What the exercise asks: Tally the lines in the material below that contain the string "window". Reply with that number alone.

Source records:
★ ★ ★

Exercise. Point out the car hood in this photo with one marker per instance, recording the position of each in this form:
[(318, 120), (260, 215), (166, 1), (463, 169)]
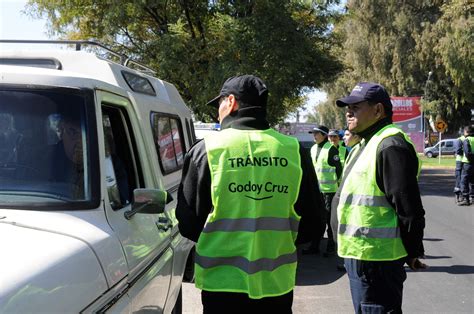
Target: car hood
[(46, 270)]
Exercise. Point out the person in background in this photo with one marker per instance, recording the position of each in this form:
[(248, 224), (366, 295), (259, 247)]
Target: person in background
[(242, 193), (459, 153), (380, 213), (467, 176), (328, 169)]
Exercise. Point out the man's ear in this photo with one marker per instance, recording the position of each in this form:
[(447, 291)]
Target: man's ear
[(233, 104), (379, 110)]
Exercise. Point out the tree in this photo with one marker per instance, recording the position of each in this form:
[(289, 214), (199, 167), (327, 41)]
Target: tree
[(198, 44), (396, 43)]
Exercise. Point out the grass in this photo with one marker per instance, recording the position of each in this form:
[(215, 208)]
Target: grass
[(446, 162)]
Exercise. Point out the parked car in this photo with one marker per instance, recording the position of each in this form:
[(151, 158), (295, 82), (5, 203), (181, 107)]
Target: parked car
[(90, 166), (203, 129), (448, 147)]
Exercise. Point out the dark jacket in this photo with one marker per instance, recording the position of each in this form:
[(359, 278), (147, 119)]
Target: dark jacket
[(397, 167), (194, 194)]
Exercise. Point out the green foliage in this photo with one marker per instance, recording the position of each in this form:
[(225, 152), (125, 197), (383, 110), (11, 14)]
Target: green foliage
[(396, 43), (198, 44)]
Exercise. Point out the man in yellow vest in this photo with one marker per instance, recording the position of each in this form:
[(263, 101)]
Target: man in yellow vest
[(242, 194), (328, 169), (459, 153), (467, 175), (379, 210)]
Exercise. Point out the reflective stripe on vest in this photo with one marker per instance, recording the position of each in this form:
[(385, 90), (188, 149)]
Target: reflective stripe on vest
[(342, 154), (249, 267), (460, 142), (252, 225), (247, 244), (355, 231), (368, 225), (470, 139), (326, 174)]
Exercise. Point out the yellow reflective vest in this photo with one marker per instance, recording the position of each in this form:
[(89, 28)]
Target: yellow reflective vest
[(460, 142), (247, 244), (368, 224), (471, 143)]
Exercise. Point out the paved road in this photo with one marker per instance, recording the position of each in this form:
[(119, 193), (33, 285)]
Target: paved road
[(446, 287)]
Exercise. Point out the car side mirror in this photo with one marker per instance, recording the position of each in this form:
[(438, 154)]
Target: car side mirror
[(148, 201)]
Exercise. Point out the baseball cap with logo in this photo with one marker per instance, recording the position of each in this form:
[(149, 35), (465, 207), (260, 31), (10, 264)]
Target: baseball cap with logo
[(367, 91), (321, 129), (249, 90)]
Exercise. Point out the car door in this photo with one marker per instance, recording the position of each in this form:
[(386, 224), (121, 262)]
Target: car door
[(126, 167)]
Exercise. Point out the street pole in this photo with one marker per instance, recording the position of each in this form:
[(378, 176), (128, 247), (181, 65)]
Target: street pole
[(439, 156)]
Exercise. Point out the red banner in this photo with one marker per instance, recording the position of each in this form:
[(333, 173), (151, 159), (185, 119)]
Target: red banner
[(406, 108)]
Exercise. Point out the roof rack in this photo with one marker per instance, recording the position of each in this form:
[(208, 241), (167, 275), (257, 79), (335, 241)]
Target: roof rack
[(124, 60)]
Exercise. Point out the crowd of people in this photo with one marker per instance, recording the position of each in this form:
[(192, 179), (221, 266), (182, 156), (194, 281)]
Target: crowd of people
[(248, 218)]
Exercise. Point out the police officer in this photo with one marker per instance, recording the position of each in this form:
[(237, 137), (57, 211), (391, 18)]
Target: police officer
[(328, 169), (379, 209), (467, 176), (459, 165), (241, 196)]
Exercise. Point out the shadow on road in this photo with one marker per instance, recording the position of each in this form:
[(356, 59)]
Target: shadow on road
[(436, 257), (452, 269), (433, 239), (439, 182), (316, 269)]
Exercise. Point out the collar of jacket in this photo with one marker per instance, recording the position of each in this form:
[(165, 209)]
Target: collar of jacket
[(322, 143), (252, 118), (371, 130)]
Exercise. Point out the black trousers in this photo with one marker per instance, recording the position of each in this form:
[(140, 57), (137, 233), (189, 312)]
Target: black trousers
[(376, 286), (230, 303), (467, 180)]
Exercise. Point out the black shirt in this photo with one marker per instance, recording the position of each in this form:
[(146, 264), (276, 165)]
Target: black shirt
[(194, 194)]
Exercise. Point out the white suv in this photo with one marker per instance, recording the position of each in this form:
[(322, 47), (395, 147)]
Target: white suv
[(90, 163)]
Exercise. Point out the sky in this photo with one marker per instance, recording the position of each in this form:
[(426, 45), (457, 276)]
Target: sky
[(17, 25)]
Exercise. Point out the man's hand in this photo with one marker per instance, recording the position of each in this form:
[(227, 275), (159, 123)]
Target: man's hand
[(415, 264)]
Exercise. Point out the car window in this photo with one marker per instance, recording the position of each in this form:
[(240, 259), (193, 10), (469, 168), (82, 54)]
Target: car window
[(169, 141), (121, 172), (45, 148)]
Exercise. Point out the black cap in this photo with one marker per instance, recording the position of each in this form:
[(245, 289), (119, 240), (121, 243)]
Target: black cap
[(249, 90), (366, 91), (321, 129)]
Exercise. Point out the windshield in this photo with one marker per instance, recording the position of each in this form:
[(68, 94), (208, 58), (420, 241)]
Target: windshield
[(44, 148)]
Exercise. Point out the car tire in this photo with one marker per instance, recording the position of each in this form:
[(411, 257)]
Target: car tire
[(178, 306)]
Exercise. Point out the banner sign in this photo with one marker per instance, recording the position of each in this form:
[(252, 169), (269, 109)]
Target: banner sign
[(408, 116)]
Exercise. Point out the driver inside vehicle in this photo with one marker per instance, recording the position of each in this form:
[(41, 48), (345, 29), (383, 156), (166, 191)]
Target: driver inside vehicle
[(67, 156)]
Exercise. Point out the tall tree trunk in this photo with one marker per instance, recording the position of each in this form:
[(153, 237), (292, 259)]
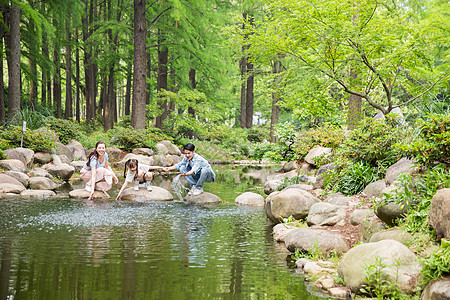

★ ★ ★

Exercise response: 2